A Lei Maria da Penha, criada em 7 de agosto de 2005 com o
objetivo de proporcionar às mulheres diversas medidas protetivas, de urgência e
assistenciais diante de casos de violência doméstica.
A advogada especialista em direito de família, Regina
Beatriz Tavares da Silva, afirma que a lei é efetivamente um marco no combate à
violência doméstica contra a mulher, porém precisa ser realmente bem
interpretada para que os culpados sejam sempre penalizados corretamente.
Contudo, os números ainda não refletem o sucesso da lei. Segundo o Mapa da
Violência, divulgado em 2015 pela Faculdade Latino-Americana de Ciências
Sociais (Flasco), o Brasil ocupa o 5º lugar, dentre os 83 países com maior
número de ocorrências de homicídios femininos.
Mesmo com uma década de existência, muito se tem a entender
sobre quais os casos de violência doméstica são auxiliados pela justiça e há
ainda acontecimentos pouco divulgados, assim como:
Relacionamento homoafetivo
Em casos de casais de mulheres em um relacionamento homoafetivo
a Lei deve acontecer do mesmo modo, o direito tem que ser igualmente aplicado.
A Lei Maria da Penha visa coibir qualquer tipo de violência doméstica e
familiar, independente da orientação sexual.
A lei garante proteção a todas as mulheres e pode ser
aplicada igualmente às mulheres homossexuais. No entanto, no meu modo de ver,
todos os que são efetivamente vulneráveis deveriam estar incluídos na proteção
da Lei Maria da Penha, cite-se, a propósito, o homossexual masculino mais
fragilizado na relação homoafetiva.
Transexuais
A lei trata da mulher como “gênero feminino”, portanto,
transexuais, que tenham se submetido a cirurgia de mudança de sexo, enquanto
pertencentes ao grupo feminino, havido como vulnerável, devem receber proteção
judicial e serem acolhidos por esse ordenamento. Isso fica muito claro quando
lemos os artigos 2º e 5º da lei, que veda qualquer forma de discriminação em
razão da orientação sexual.
A Lei Maria da Penha visa repelir a violência de gênero,
decorrente de uma posição de hipossuficiência física ou econômica, no âmbito da
unidade doméstica, da família ou de qualquer relação íntima de afeto, a qual
gera uma situação de opressão da vítima. No entanto, já que essa lei somente
considera vítima a mulher, não oferece proteção aos homossexuais masculinos, o
que nos parece errado, assim como é equivocado o conceito legal que
desconsidera os filhos homens de menor idade e outros homens que são
efetivamente vulneráveis.
Tribunais de 5 estados já concederam os direitos da lei
Maria da Penha para transexuais, a decisão mais recente aconteceu esta semana.
Um Juiz de Direito do estado do Acre, interpretou um caso de violência
doméstica contra uma transexual dentro da Lei Maria da Penha. Nestes
casos deve sempre prevalecer em primeiro lugar o princípio da dignidade da
pessoa humana, presente no artigo 1º, inciso III da nossa Constituição Federal.

Registros de localização de objetos em imagens

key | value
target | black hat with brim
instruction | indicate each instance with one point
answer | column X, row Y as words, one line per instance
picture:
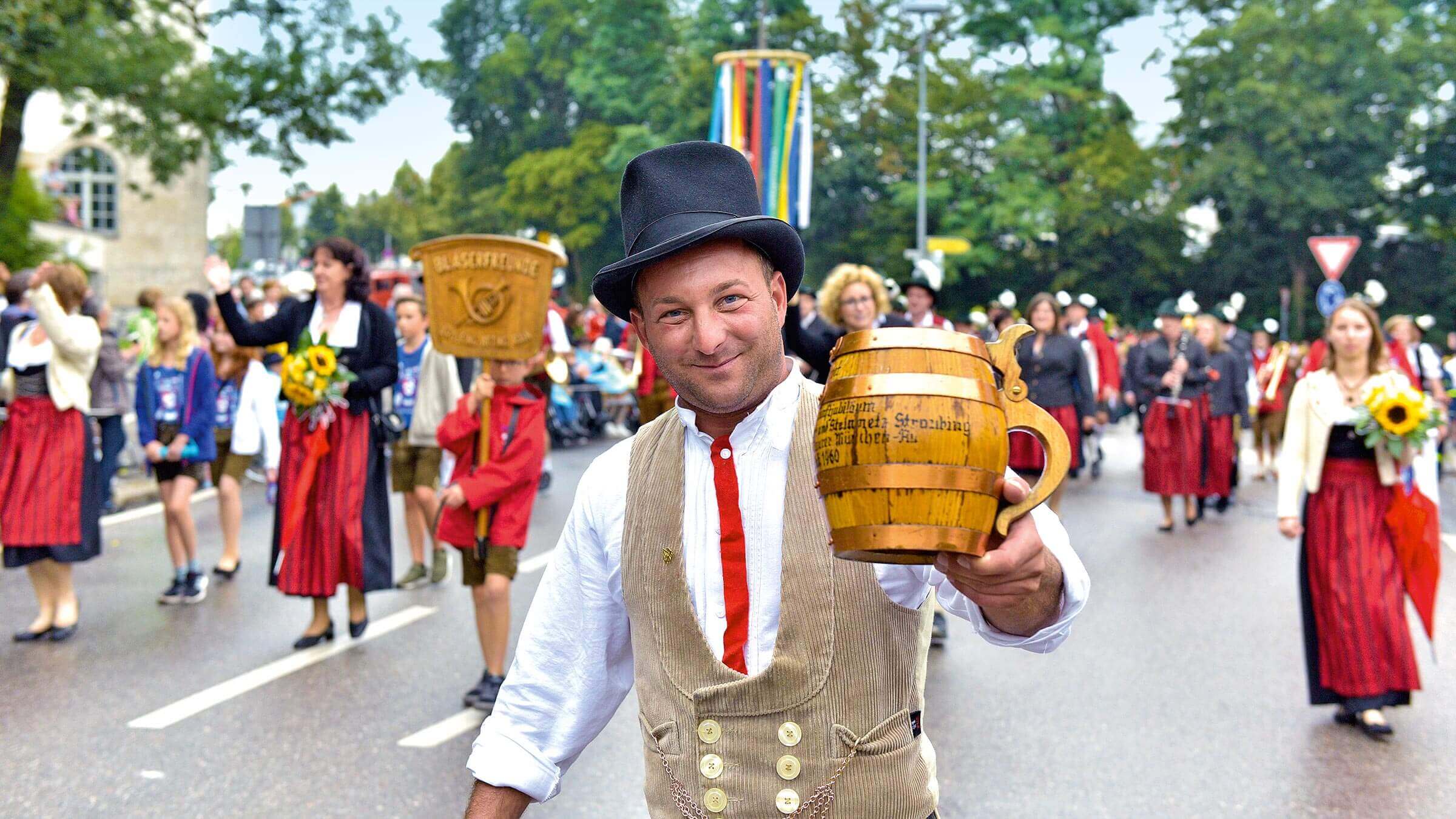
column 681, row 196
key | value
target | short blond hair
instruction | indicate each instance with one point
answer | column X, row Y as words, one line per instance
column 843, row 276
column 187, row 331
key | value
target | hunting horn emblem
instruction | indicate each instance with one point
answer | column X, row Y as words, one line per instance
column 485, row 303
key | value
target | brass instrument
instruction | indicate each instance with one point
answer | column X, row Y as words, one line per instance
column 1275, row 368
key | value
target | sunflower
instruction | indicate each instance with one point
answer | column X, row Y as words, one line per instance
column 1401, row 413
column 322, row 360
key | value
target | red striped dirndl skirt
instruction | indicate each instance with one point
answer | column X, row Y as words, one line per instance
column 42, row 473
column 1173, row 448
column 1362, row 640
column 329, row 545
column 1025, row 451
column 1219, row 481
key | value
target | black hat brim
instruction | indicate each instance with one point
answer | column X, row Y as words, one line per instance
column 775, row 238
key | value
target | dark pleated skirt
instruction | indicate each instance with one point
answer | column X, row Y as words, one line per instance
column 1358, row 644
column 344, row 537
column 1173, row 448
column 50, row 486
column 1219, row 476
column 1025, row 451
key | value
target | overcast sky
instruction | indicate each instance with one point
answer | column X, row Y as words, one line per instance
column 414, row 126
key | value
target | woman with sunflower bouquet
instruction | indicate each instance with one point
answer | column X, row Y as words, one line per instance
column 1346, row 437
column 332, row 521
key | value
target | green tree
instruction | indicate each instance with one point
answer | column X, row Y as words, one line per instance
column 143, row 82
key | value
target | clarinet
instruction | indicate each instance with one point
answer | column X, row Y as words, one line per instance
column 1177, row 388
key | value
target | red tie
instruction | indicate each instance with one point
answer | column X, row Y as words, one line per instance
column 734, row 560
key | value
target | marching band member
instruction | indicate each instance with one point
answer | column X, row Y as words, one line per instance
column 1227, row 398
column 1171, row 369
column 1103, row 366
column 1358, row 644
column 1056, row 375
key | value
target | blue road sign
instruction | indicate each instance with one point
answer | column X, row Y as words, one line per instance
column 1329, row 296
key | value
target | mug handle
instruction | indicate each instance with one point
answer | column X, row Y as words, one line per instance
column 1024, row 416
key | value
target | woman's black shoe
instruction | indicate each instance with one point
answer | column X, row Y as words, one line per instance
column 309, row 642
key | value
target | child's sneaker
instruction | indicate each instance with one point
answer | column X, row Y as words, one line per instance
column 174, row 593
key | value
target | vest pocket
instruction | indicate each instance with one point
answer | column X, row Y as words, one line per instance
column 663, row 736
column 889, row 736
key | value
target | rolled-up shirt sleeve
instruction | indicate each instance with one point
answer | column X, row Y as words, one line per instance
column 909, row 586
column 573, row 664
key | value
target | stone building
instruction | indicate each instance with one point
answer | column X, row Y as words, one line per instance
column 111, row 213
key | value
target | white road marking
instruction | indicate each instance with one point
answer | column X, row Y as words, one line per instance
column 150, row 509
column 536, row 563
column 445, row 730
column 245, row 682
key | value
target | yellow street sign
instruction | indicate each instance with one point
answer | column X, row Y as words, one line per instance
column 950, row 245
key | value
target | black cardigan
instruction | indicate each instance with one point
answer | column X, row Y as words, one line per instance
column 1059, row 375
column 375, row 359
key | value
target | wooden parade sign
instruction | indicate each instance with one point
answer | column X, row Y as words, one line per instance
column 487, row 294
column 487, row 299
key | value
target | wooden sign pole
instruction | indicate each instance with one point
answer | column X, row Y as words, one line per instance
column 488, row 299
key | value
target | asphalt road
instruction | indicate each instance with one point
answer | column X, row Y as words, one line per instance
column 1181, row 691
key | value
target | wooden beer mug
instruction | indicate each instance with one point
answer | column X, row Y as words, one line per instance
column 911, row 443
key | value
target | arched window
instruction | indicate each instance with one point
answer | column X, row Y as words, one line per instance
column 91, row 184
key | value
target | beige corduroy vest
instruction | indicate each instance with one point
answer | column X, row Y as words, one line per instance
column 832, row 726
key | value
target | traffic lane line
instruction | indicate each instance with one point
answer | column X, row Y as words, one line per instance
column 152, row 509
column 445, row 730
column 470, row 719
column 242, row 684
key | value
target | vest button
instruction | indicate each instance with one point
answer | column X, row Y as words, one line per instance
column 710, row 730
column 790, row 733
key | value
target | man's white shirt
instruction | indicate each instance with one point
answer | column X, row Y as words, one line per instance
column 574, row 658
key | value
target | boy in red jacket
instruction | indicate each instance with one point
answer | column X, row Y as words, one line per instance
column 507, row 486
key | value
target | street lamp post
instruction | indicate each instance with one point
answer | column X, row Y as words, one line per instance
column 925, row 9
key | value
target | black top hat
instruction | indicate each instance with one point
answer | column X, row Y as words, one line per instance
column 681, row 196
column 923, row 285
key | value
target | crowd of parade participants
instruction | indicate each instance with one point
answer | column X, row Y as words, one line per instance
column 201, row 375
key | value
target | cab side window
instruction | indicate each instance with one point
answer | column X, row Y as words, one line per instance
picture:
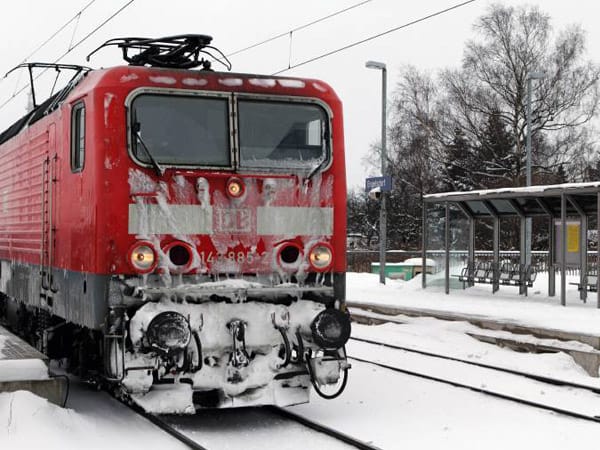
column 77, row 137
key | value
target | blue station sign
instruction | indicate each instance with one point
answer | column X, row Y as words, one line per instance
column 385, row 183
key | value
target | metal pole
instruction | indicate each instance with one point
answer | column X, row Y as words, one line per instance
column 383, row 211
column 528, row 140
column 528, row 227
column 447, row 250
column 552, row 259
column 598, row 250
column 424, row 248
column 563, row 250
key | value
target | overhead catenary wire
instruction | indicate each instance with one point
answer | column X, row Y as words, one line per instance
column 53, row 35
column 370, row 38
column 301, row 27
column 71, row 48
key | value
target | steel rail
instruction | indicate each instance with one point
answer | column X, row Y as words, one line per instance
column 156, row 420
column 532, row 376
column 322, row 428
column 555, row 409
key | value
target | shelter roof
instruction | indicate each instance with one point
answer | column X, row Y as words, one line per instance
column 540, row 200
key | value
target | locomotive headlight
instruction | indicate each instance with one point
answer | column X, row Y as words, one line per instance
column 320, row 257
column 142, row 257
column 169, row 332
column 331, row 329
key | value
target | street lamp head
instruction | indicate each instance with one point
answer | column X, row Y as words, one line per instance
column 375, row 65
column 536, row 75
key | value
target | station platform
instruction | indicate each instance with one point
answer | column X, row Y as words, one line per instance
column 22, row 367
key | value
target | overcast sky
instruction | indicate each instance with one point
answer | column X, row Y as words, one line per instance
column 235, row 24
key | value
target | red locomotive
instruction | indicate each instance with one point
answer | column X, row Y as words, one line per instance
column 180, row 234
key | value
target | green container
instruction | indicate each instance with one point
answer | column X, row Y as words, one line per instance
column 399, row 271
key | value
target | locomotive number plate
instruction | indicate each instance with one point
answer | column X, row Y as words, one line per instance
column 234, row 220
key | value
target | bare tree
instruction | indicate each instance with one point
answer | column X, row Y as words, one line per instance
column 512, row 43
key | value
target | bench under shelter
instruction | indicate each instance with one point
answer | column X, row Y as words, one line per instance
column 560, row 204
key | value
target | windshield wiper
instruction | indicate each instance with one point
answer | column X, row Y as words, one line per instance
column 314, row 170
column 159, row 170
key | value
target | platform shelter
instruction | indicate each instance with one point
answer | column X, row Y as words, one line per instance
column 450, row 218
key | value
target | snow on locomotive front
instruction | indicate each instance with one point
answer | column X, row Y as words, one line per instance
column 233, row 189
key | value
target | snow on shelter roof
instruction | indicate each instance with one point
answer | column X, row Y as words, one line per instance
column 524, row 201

O que se pede: Segundo o trecho sobre a Lei Maria da Penha, que posição o Brasil ocupa entre os 83 países com maior número de ocorrências de homicídios femininos, de acordo com o Mapa da Violência divulgado em 2015?

Resposta esperada: O 5º lugar.